Aim of the task:
Write out, without any alteration, every line of the items from the line containing "Pick out one point on every instance of the drum rim" down to the line containing "[(369, 379), (786, 378), (529, 395), (298, 434), (523, 366)]", including both of those lines.

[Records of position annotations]
* * * * *
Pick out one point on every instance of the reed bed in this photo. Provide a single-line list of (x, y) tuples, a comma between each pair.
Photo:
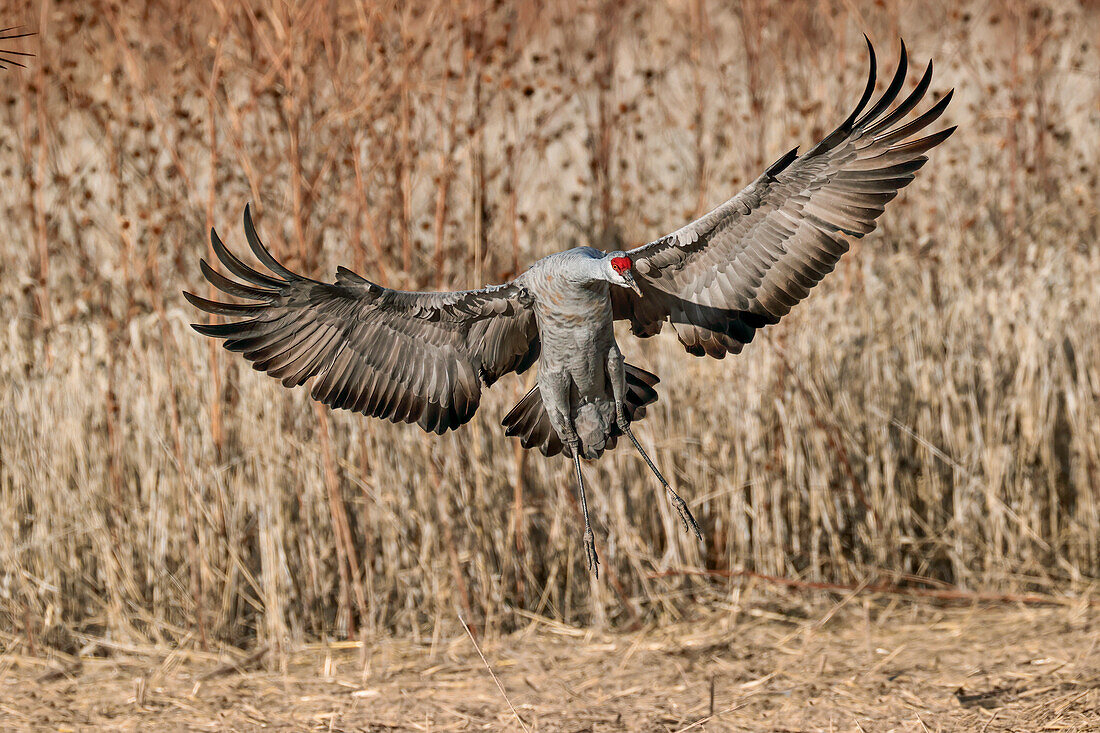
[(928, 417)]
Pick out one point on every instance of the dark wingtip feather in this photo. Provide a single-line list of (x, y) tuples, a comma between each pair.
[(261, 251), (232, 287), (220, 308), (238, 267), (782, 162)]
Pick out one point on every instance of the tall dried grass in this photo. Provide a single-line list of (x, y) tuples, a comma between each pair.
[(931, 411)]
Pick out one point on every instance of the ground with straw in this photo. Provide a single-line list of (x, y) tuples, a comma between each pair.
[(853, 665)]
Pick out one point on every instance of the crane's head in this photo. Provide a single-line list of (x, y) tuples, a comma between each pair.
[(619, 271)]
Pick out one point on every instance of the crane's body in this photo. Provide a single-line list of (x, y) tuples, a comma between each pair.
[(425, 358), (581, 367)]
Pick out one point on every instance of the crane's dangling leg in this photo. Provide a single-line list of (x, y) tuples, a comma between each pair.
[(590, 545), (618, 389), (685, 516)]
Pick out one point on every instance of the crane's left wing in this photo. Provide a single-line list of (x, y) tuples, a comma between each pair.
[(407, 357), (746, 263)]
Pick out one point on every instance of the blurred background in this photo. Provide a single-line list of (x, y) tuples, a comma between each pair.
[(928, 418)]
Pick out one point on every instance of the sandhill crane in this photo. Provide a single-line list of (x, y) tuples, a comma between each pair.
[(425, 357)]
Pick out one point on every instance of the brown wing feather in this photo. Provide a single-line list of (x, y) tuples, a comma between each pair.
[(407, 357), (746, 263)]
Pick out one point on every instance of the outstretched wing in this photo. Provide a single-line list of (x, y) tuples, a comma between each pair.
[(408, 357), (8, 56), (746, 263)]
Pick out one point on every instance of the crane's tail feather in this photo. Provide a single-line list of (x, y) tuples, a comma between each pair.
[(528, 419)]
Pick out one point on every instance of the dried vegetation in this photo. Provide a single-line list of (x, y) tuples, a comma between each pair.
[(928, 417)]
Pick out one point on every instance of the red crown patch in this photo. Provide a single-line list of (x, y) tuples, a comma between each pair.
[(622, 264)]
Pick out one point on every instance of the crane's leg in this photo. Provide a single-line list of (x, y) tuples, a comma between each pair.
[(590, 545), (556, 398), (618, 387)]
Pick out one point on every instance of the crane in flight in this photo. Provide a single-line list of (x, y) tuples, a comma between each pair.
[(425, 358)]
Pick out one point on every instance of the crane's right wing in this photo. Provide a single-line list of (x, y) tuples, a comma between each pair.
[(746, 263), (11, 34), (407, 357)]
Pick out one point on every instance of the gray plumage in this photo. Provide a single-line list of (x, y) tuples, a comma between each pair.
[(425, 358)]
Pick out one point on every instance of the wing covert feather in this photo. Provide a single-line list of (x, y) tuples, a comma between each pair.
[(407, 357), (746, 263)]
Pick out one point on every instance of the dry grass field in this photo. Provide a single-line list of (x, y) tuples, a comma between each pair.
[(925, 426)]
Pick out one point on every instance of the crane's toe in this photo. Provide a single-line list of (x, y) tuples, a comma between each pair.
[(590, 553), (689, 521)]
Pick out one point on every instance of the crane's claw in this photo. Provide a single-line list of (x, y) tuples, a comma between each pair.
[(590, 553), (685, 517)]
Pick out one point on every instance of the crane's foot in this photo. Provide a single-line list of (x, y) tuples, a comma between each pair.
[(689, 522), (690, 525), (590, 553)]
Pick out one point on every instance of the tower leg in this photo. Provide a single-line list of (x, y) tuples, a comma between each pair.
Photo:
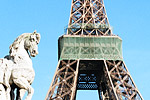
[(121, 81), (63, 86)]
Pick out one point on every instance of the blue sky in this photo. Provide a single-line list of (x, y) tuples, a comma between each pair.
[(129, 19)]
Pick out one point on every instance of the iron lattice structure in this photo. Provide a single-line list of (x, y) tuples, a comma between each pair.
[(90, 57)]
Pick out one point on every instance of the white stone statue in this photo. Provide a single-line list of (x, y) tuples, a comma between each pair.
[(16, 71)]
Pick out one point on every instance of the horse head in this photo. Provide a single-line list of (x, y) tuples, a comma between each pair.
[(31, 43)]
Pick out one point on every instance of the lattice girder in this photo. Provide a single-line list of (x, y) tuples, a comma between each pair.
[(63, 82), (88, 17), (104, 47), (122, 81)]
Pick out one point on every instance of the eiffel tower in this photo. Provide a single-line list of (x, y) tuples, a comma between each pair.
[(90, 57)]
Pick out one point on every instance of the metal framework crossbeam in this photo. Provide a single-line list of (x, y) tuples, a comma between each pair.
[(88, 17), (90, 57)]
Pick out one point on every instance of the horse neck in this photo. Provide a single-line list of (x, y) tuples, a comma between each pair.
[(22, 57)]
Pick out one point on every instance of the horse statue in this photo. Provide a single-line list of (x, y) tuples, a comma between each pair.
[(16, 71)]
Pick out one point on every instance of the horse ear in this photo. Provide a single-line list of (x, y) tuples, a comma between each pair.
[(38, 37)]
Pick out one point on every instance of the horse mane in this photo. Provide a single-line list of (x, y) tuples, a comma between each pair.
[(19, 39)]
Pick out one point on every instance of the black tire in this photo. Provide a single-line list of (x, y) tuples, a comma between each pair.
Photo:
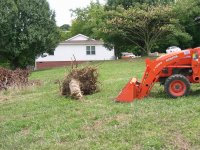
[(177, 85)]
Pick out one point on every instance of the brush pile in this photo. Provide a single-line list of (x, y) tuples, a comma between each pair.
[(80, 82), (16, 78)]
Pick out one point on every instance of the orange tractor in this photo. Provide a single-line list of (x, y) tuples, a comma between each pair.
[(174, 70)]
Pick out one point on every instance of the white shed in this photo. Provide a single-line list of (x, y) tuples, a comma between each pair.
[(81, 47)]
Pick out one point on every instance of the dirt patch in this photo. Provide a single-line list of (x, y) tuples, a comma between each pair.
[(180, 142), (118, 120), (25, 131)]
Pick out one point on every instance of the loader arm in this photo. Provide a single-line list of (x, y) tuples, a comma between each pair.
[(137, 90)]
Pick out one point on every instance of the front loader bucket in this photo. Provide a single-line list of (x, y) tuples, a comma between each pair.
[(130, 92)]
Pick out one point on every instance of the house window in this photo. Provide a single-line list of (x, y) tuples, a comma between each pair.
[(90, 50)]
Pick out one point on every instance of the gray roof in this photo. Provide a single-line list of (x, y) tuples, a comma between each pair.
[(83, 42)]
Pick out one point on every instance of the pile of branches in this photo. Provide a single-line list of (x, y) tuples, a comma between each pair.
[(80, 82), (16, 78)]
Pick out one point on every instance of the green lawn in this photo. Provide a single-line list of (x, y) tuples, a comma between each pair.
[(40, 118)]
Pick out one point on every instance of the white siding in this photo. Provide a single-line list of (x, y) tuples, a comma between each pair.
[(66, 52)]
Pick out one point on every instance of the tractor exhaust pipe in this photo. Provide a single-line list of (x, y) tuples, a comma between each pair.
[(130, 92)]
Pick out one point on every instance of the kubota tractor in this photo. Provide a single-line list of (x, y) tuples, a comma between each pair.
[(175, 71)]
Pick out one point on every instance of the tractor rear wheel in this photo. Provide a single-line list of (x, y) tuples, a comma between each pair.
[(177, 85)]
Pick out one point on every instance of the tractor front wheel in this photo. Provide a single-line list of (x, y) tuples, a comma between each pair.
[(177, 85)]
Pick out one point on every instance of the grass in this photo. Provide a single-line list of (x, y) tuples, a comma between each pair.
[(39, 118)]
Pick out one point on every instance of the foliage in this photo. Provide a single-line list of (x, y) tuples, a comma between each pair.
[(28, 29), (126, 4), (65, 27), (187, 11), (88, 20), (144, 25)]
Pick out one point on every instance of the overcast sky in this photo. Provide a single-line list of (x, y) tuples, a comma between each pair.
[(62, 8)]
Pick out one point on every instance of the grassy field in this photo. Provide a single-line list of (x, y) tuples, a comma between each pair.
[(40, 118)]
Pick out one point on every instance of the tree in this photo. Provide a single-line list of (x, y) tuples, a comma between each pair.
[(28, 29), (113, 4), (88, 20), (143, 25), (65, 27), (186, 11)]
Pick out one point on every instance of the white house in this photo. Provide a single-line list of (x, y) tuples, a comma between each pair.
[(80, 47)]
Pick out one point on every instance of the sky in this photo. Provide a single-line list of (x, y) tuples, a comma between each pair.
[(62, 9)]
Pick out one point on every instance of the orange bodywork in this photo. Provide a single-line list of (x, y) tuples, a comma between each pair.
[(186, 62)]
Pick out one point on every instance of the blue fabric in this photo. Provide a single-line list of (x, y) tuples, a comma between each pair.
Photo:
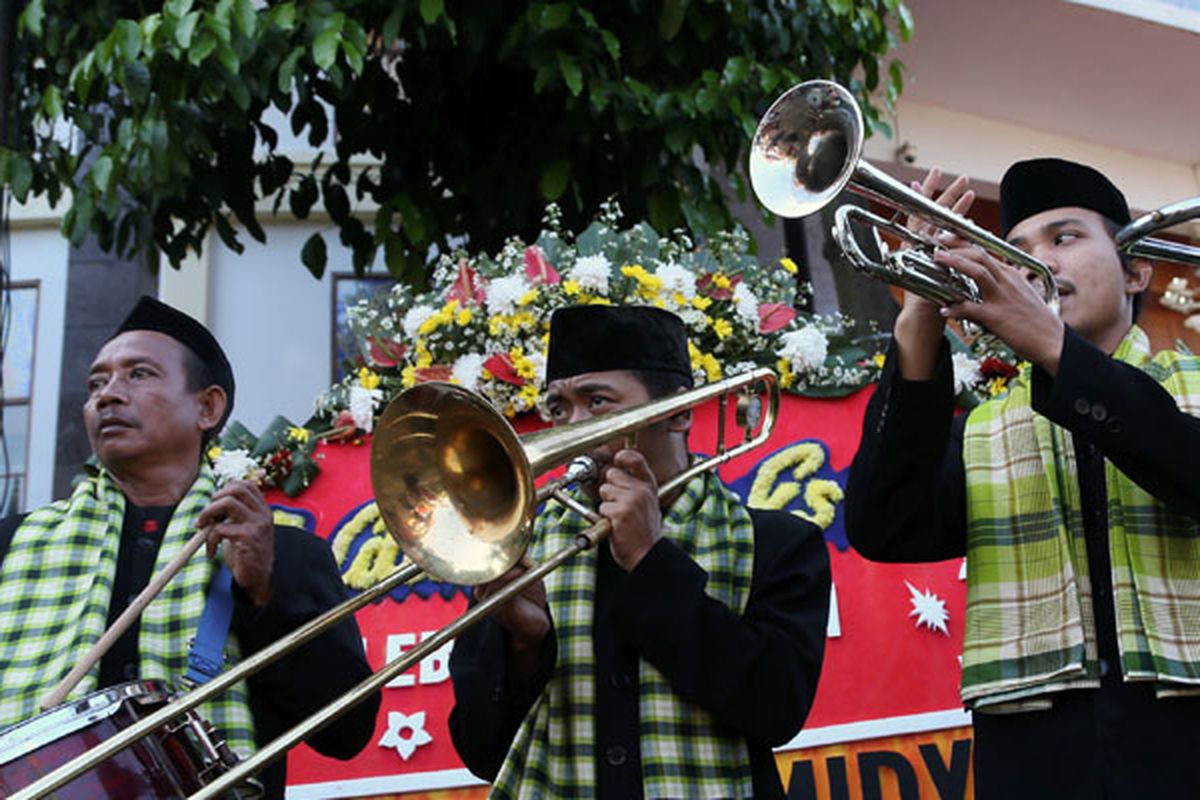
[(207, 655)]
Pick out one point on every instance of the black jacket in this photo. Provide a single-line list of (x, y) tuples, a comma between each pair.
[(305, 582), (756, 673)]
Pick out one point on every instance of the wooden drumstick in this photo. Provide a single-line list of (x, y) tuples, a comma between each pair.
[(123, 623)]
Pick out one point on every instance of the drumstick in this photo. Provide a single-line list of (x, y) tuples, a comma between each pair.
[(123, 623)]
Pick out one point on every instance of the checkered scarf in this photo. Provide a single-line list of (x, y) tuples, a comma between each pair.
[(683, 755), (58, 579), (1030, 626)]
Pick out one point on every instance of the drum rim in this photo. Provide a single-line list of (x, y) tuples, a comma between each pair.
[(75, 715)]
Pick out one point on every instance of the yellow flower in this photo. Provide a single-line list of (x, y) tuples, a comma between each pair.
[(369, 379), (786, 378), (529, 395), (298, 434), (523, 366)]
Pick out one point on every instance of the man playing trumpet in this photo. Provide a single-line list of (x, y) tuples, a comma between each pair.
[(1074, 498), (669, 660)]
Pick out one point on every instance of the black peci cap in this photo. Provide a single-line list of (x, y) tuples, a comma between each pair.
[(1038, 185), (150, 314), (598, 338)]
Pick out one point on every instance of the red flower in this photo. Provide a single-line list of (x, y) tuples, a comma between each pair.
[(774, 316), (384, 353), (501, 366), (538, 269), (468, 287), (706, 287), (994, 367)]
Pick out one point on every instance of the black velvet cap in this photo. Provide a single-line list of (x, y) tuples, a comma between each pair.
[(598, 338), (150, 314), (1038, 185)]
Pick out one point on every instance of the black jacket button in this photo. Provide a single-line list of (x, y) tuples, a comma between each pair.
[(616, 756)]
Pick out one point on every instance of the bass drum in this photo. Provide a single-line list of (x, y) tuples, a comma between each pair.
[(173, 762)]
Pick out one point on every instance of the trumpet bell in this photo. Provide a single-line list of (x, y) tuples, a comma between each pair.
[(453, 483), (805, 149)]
* * * * *
Answer to this task:
Pick out one point on every instance of the drum rim in this photo. Provide a single-line list of (x, y) tuples, a comma between each pair.
[(75, 715)]
Pick out one point on every instance of the yellow flower in this photo. Provide a single-line list of (x, y) tuples, a comma between each pair.
[(369, 379), (786, 378), (529, 395), (298, 434), (523, 366)]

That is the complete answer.